◆ Work request A ◆
Reproduce the passage of the article on crashes at the Roosevelt Boulevard parkway entrance word for word, starting with the words "Roosevelt Blvd. entrance" and ending after the words "a far-too-familiar scene.".
◆ Work request B ◆
List every calendar date that the article on crashes at the Roosevelt Boulevard parkway entrance mentions.

◆ Selected text ◆
Roosevelt Blvd. entrance needs to be fixed, committeeman says
By BILL BARLOW /Special to the Sentinel
MARMORA – On Dec. 26, members of the Marmora Volunteer Fire Company responded to a far-too-familiar scene.
Two cars collided at the northbound entrance to the Garden Sate Parkway. One person was freed from the damaged car and transported to the hospital, after firefighters used a rescue device known as the Jaws of Life to pry open the door.
Images from the scene show a hatchback with a crumpled passenger side door and a patient being removed by stretcher.
Curtis Corson has had enough.
“Something needs to be done there,” he said. “It seems like all this fall there’s been one there every two weeks. Something needs to be addressed.”
On Jan. 11, Upper Township Committee member Corson called for changes at the northbound entrance to the Garden State Parkway on Roosevelt Boulevard, stating that the site sees far too many accidents.
Other members of the Township Committee at the meeting, which was held remotely, agreed to ask officials to investigate and improve safety at the intersection.
Days later, another crash took place, again with two cars slammed together at 5:45 p.m. on Jan. 16 at the northbound entrance to the parkway. There were no injuries. Responding firefighters found a van off the road with front-end damage and a car pushed to one side awaiting a tow truck.

◆ Data shown ◆

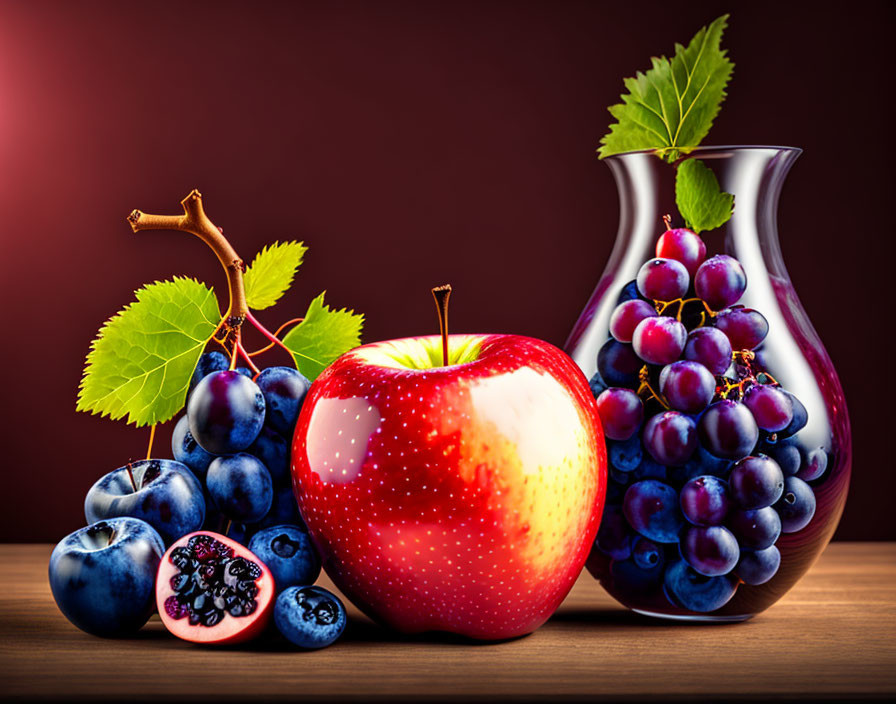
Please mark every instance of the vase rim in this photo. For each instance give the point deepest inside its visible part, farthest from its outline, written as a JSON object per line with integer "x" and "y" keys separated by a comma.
{"x": 714, "y": 148}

◆ Response area A ◆
Roosevelt Blvd. entrance needs to be fixed, committeeman says
By BILL BARLOW /Special to the Sentinel
MARMORA – On Dec. 26, members of the Marmora Volunteer Fire Company responded to a far-too-familiar scene.

◆ Response area B ◆
Dec. 26
Jan. 11
Jan. 16